본문
일반적인 산업현장에서 많이 사용되는 이중탱크 시스템은 동작점 근방에서 선형화하는 고전제어기법을 사용한 것으로서 큰 시간지연과 비선형성으로 인해 정확한 수학적 모델링이 어렵고 모델링을 하더라도 넓은 동작 영역에서 만족스로운 결과를 얻기 어렵다. 따라서, 비교적 모델링에 대한 의존도가 낮은 퍼지, 신경회로망, 유전알고리즘 등의 지능제어 기법들도 제안되고 있다. 그러나 이들 제어기 역시 외란이나 다양한 동작 모드들에 따른 제어기 변수들의 적응성 저하로 인해 안정화 가능 영역이 협소해 지는 것은 물론 시스템의 불안정 현상도 초래한다. 이에 반해, SMC(sliding mode controller)는 변수의 변동, 외란에 둔감한 강점을 갖고 있지만, 시스템의 상태에 따른 슬라이딩 평면 설정의 곤란성과 채터링(chattering)이 존재하는 문제점 이 있다. 따라서 본 논문에서는 이중 탱크 시스템의 정밀한 수위 제어를 위하여, GA과 FLC를 사용하여 최적 변수로 설정 할 수 있게 하고, 채터링 저감을 위해 시스템 동특성 변동과 외란 에 강인한 GA-FSMC(genetic algorithm fuzzy sliding mode controller)를 제안하였다. 시뮬레이션을 통해 종래의 제어기의 제어결과와 비교함으로써 제안하는 GA-FSMC의 우수성을 입증하고자 한다.

표시된 기록
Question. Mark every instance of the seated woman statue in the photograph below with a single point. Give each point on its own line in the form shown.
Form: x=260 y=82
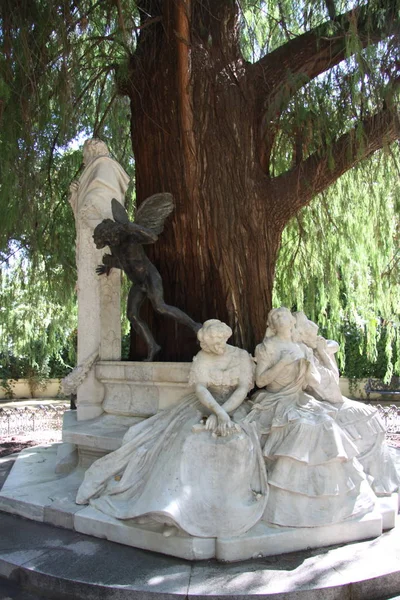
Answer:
x=313 y=475
x=360 y=421
x=190 y=467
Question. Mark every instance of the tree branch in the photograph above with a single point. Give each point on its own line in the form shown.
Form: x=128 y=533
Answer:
x=314 y=174
x=322 y=48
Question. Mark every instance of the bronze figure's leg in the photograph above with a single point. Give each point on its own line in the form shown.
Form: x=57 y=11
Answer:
x=135 y=300
x=156 y=296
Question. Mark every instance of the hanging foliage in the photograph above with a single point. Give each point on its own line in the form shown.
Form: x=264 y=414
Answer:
x=245 y=112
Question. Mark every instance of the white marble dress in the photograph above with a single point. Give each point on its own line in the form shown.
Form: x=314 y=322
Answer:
x=313 y=476
x=365 y=428
x=172 y=469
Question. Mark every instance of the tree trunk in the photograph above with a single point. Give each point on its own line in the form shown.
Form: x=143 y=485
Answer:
x=195 y=134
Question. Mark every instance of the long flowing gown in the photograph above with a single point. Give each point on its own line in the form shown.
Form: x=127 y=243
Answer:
x=172 y=469
x=313 y=475
x=365 y=428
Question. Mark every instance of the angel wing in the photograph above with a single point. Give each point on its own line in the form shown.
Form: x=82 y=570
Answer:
x=119 y=213
x=153 y=212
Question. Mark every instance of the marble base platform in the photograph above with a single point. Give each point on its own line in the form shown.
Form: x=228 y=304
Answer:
x=34 y=491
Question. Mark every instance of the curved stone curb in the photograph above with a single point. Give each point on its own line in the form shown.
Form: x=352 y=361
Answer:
x=67 y=565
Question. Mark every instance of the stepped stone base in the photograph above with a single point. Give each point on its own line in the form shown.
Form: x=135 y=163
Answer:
x=34 y=491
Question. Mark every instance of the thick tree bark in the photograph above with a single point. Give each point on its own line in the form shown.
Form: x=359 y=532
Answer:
x=198 y=132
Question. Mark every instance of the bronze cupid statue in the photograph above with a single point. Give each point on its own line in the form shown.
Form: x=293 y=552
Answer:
x=125 y=240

과제
이중 탱크 수위 제어를 다룬 위의 본문 전체를 한 글자도 바꾸지 말고 다시 출력하세요.

결과물
일반적인 산업현장에서 많이 사용되는 이중탱크 시스템은 동작점 근방에서 선형화하는 고전제어기법을 사용한 것으로서 큰 시간지연과 비선형성으로 인해 정확한 수학적 모델링이 어렵고 모델링을 하더라도 넓은 동작 영역에서 만족스로운 결과를 얻기 어렵다. 따라서, 비교적 모델링에 대한 의존도가 낮은 퍼지, 신경회로망, 유전알고리즘 등의 지능제어 기법들도 제안되고 있다. 그러나 이들 제어기 역시 외란이나 다양한 동작 모드들에 따른 제어기 변수들의 적응성 저하로 인해 안정화 가능 영역이 협소해 지는 것은 물론 시스템의 불안정 현상도 초래한다. 이에 반해, SMC(sliding mode controller)는 변수의 변동, 외란에 둔감한 강점을 갖고 있지만, 시스템의 상태에 따른 슬라이딩 평면 설정의 곤란성과 채터링(chattering)이 존재하는 문제점 이 있다. 따라서 본 논문에서는 이중 탱크 시스템의 정밀한 수위 제어를 위하여, GA과 FLC를 사용하여 최적 변수로 설정 할 수 있게 하고, 채터링 저감을 위해 시스템 동특성 변동과 외란 에 강인한 GA-FSMC(genetic algorithm fuzzy sliding mode controller)를 제안하였다. 시뮬레이션을 통해 종래의 제어기의 제어결과와 비교함으로써 제안하는 GA-FSMC의 우수성을 입증하고자 한다.